*Provided information:*
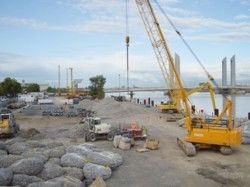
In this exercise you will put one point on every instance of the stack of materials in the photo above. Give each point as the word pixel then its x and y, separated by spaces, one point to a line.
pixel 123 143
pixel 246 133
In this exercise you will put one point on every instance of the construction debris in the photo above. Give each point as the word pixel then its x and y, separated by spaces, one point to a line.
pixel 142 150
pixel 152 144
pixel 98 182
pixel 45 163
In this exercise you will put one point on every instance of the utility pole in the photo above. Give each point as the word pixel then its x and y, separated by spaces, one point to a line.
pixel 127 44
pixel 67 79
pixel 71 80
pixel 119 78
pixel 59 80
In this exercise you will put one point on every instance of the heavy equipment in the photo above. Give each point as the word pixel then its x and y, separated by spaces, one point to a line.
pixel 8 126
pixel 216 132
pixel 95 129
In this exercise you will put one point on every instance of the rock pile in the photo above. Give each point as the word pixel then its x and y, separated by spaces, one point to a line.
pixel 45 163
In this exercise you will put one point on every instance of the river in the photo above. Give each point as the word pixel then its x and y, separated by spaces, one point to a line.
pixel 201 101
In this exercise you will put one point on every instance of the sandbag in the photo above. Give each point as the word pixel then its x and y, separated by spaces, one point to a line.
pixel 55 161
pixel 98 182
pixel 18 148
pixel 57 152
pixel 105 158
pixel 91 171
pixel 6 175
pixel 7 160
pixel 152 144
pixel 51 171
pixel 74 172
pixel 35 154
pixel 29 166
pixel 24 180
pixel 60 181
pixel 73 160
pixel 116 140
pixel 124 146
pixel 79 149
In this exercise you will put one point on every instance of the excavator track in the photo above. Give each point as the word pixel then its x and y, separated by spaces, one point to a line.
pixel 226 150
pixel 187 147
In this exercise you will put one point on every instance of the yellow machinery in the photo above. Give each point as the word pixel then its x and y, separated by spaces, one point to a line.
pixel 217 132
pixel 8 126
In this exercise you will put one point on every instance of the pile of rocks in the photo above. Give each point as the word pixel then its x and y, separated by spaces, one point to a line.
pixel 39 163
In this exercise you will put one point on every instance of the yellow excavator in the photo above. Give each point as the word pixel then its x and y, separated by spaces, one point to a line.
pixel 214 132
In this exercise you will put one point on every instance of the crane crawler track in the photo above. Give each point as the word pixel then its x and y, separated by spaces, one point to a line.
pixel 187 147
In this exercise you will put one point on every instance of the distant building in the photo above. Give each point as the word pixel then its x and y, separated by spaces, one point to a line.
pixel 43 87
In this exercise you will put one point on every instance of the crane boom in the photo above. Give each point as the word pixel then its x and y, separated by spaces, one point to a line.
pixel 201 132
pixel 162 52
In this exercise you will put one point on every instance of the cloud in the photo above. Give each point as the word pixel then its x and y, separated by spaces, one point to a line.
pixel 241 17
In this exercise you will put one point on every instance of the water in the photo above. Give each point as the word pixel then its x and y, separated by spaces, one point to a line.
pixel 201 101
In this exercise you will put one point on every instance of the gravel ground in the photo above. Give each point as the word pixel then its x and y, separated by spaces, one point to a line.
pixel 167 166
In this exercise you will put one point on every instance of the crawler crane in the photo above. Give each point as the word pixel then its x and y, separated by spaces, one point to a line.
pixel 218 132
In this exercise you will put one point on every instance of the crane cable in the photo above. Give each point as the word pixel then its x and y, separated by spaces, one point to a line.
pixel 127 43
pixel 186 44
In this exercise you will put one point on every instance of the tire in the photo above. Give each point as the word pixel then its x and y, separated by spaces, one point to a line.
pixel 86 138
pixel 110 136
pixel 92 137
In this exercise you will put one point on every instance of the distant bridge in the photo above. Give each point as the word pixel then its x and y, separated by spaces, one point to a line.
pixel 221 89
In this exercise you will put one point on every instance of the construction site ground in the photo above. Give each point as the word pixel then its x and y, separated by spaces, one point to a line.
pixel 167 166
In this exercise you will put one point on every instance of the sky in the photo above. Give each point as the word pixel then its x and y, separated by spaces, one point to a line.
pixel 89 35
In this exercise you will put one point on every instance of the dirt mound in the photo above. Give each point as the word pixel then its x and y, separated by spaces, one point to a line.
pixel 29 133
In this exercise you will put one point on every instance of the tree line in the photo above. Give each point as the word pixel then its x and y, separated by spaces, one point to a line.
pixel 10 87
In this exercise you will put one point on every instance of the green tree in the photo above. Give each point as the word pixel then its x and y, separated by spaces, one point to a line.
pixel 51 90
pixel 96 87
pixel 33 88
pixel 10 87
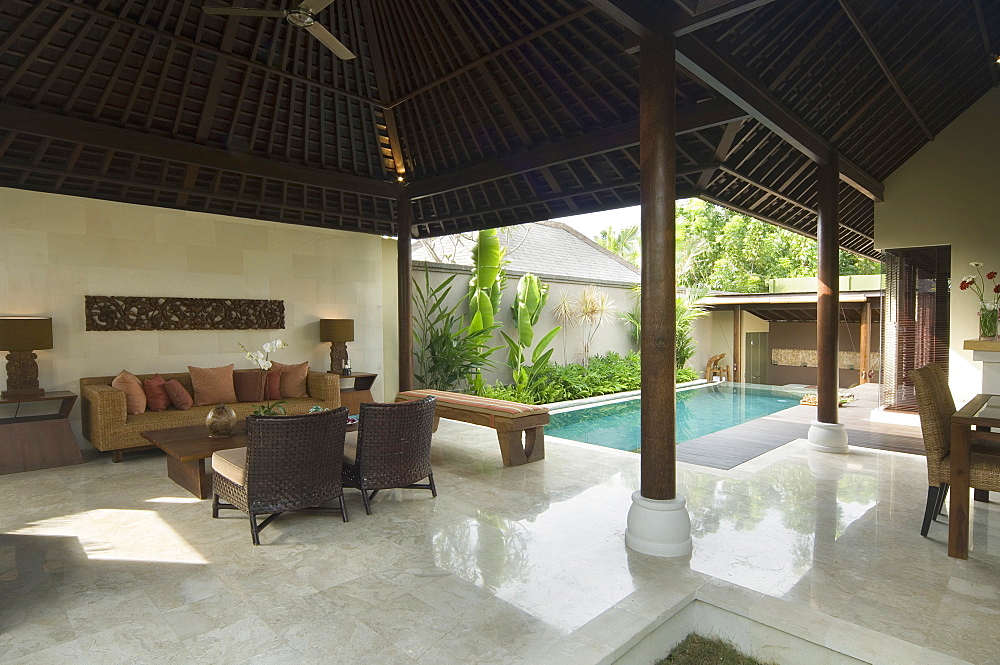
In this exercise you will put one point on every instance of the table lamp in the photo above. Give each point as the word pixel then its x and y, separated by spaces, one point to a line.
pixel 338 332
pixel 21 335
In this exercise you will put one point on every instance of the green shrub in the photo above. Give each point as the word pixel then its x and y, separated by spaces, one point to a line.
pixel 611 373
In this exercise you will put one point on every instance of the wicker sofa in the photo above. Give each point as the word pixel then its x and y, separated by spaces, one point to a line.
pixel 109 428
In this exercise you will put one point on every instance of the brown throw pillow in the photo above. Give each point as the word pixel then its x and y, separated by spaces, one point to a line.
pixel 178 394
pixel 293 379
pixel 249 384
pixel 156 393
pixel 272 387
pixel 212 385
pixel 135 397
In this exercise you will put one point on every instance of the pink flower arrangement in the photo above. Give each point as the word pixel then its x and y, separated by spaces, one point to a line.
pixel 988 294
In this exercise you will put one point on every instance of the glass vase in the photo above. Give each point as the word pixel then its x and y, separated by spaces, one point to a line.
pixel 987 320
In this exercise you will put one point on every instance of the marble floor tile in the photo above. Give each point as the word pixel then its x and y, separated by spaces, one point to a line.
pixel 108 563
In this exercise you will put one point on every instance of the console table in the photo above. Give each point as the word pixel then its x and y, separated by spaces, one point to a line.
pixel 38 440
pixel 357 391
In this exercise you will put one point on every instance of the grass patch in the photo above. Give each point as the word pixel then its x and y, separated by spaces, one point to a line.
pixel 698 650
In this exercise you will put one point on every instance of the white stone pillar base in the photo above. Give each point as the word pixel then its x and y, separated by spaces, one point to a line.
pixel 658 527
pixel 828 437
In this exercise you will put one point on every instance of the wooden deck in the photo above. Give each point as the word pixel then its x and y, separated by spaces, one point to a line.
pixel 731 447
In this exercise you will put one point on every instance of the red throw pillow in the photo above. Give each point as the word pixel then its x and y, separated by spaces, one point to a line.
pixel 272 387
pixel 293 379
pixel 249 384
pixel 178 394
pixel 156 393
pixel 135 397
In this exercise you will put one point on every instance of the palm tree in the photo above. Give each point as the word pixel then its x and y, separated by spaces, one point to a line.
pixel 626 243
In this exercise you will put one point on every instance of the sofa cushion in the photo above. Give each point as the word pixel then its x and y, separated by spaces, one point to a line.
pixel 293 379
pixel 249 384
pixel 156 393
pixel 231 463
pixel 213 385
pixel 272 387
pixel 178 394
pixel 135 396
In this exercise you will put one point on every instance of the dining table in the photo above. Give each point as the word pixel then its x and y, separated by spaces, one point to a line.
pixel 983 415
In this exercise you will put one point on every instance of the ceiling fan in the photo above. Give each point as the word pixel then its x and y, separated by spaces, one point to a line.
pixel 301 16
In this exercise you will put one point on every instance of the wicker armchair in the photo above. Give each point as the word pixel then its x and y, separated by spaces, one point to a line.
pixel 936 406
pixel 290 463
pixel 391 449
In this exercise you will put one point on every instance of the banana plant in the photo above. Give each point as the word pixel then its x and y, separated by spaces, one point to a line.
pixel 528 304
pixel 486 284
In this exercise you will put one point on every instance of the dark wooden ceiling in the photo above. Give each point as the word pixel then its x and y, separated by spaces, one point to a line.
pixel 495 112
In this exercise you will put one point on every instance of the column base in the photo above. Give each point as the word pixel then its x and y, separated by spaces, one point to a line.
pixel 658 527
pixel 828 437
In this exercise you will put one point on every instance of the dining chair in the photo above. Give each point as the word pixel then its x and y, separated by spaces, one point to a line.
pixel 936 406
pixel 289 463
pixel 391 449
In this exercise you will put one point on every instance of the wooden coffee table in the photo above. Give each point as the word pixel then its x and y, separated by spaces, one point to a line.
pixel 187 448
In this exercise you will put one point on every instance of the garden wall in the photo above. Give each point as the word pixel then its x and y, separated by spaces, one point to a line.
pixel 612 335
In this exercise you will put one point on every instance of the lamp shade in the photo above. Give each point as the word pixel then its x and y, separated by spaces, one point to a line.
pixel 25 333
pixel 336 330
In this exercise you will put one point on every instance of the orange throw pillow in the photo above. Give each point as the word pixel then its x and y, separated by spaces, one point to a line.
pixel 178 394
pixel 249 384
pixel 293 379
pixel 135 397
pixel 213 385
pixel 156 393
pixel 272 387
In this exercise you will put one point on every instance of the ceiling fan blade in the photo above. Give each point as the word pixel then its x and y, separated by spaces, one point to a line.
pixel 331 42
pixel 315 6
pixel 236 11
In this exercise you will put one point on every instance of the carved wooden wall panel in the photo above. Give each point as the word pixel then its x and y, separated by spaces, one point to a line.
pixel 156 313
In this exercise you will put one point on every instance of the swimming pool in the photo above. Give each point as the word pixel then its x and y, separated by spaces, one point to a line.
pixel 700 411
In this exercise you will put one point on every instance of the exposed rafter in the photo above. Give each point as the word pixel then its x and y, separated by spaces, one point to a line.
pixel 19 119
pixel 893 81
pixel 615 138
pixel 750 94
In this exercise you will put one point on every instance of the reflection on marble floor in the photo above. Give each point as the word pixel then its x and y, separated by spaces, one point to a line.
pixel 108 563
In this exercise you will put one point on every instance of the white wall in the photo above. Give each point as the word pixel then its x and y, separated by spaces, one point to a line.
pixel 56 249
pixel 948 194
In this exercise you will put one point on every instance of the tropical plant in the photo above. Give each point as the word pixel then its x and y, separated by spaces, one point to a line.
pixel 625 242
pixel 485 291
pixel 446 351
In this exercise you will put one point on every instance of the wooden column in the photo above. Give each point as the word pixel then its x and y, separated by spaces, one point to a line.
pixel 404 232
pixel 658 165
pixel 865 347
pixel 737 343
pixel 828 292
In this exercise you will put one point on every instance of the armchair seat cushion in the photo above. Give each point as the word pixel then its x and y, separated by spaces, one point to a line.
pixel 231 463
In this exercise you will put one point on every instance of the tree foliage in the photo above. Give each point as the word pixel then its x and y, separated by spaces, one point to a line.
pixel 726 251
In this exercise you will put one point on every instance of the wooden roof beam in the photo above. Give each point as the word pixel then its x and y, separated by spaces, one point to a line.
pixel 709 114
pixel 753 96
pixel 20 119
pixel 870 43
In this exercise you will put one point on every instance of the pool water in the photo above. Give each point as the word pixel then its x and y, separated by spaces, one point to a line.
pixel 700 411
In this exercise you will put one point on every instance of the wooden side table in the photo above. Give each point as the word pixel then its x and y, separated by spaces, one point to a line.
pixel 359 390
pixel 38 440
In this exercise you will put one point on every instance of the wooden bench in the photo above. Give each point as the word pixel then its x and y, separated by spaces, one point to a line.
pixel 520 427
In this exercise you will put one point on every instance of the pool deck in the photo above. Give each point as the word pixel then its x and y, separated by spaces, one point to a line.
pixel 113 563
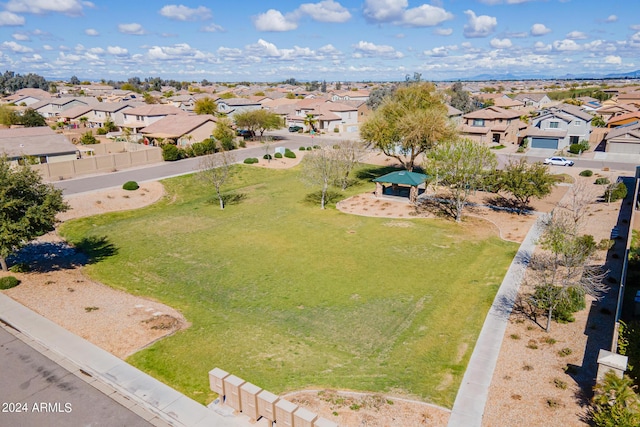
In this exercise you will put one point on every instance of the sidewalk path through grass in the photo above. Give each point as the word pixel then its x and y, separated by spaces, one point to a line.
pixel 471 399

*Task goal:* Only the lines from the one containing "the wooden side" through the final line of the data should be given again, exactly and without pictures.

*Answer space:*
In this exercise you will put one point on every instance of the wooden side table in the photo above. Give each point as the word pixel then its x and y, separated by spaces, one point to a line.
pixel 359 390
pixel 38 440
In this exercise you will put one point on every instance of the wooden bench in the photo above. Give each point as the word pixel then its x and y, separated by spaces, one point to a line.
pixel 520 427
In this exercise you will put one point on every instance of the pool deck in the photo above. Give each point as the word pixel then its x and y, separated by spaces, one point to a line.
pixel 113 563
In this exercise you will put one point on every instance of the sidewalk path through grass in the photo above. Give each point as the word pixel then its x and y, separated by spaces, one point to a line.
pixel 471 399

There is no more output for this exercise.